__SUPPLIED DATA__:
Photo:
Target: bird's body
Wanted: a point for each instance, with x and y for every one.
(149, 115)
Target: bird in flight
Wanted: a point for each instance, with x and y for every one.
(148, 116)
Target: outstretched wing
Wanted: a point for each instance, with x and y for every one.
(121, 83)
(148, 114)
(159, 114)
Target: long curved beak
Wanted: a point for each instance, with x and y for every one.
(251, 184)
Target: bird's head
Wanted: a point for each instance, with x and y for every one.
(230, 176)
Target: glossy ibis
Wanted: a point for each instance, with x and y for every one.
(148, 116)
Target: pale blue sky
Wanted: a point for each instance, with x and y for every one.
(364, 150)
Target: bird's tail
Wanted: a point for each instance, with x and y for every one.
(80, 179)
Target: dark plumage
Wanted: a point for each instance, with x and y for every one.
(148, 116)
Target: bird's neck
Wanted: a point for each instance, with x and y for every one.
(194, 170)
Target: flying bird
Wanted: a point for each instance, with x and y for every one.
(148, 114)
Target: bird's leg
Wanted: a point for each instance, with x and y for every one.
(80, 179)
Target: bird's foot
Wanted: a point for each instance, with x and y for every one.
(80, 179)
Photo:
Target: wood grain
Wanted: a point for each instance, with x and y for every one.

...

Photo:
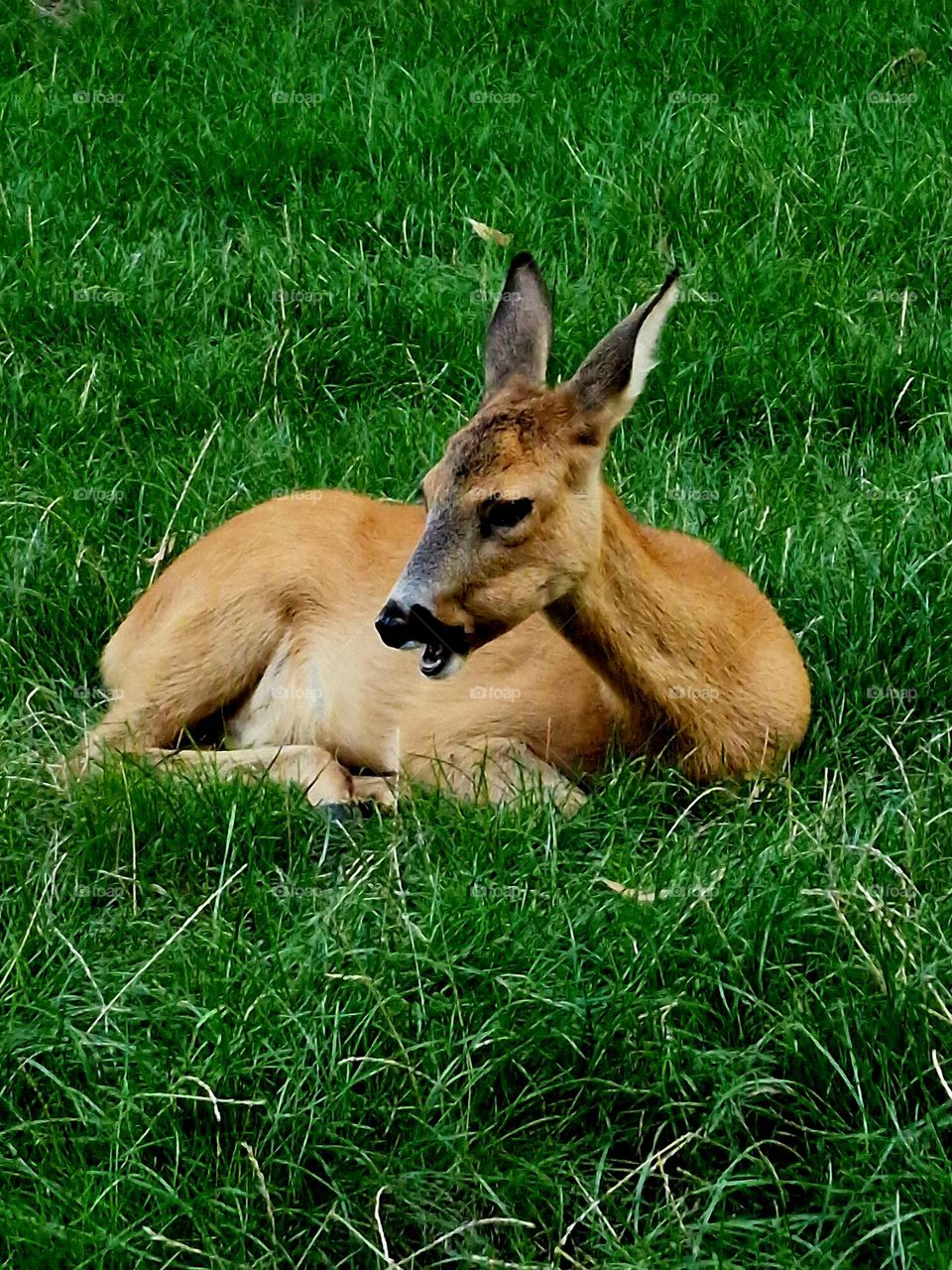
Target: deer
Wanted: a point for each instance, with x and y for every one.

__REQUIREMENT__:
Collect, from the material above, every line containing the word "bird".

__RESPONSE TO THIS TASK__:
Target: bird's body
Target: bird in flight
Target: bird's head
Target: bird's tail
Target: bird's neck
Target: flying bird
Target: bird's leg
Target: bird's foot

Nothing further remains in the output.